Dataset entries →
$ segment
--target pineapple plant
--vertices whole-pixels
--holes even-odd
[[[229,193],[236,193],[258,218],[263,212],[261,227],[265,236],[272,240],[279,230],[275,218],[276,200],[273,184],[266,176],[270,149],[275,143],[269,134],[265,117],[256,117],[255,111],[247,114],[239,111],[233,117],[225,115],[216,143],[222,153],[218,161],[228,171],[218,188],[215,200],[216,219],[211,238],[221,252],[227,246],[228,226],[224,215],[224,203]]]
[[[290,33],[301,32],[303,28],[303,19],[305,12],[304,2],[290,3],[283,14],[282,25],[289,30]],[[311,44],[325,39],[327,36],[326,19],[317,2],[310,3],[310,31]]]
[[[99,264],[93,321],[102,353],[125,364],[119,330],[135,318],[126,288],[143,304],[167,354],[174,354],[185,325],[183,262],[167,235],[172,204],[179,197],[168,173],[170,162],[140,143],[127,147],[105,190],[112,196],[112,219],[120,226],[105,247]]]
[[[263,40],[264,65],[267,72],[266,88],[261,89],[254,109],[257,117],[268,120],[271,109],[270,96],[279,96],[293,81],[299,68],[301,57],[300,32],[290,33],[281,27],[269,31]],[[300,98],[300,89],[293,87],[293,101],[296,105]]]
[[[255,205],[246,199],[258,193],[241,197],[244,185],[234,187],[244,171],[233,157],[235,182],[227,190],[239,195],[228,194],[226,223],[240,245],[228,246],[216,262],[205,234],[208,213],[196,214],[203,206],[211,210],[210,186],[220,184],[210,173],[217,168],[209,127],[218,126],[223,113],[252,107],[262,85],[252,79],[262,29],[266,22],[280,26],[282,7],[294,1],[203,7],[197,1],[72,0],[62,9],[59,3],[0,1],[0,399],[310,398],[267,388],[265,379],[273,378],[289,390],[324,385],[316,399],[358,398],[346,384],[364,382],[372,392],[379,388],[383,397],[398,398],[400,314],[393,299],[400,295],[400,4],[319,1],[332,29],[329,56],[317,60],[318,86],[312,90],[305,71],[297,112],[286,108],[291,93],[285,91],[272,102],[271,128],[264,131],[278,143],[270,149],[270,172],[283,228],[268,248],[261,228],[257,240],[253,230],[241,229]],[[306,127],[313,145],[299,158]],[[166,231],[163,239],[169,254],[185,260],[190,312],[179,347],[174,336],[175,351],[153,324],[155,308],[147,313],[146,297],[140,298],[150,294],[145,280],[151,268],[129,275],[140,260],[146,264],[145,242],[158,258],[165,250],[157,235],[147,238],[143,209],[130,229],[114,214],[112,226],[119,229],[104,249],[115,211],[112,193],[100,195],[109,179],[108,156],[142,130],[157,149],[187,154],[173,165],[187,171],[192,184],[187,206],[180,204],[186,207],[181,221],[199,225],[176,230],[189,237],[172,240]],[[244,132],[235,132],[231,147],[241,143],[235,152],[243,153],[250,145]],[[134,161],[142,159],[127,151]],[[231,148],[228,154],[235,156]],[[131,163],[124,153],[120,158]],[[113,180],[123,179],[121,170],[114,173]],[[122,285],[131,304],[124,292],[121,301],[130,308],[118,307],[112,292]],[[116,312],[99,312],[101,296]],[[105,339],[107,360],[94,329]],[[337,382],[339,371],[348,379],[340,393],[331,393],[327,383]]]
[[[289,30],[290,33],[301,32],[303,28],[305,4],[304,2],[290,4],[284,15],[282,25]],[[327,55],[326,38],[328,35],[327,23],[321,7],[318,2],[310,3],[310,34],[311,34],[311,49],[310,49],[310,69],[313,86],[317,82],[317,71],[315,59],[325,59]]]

Task brief → Please retype the data exactly as it stands, from its first line down to the line that contains "--vertices whole-pixels", then stop.

Output below →
$ segment
--target pineapple plant
--vertices whole-pixels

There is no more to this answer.